__Aim of the task__
According to the Regency Restoration text, how many years did the restoration take?

Paid for with the fruits of a remarkable fundraising effort, the Regency Restoration project is the largest piece of work undertaken by the National Botanic Garden of Wales since it opened in May 2000.
More than 200 years ago, it was one of the UK’s finest waterparks. It has taken five years and more than £7 million. It’s seen the restoration of a 1.5km lake, a waterfall and a cascade; a new 350-metre-long dam built, six new bridges. . . but now it’s restored and ready for all to see.
Fancy a walk? There are miles of perfect paths that take in all of the amazing features.
Love wildlife? Come and luxuriate in nature’s bounty, where kingfishers, brimstone butterflies, otters and wild trout thrive.
Looking for the perfect family day out? Here’s a place for adventure. To explore. Look under rocks, turn back the clocks and play at being children once more where there is freedom and space and beauty into which you can be loosed on a wondrous journey of discovery and delight. For children of all ages.
This is just part of what’s on offer at the national garden, of course.

__Given information__
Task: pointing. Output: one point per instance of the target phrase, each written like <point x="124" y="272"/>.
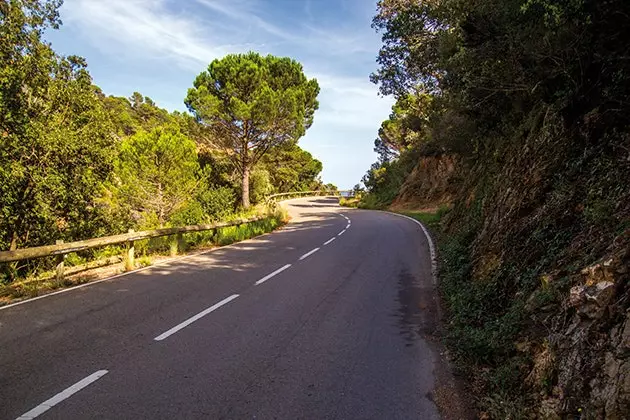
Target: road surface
<point x="304" y="323"/>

__Answer to this task__
Five years.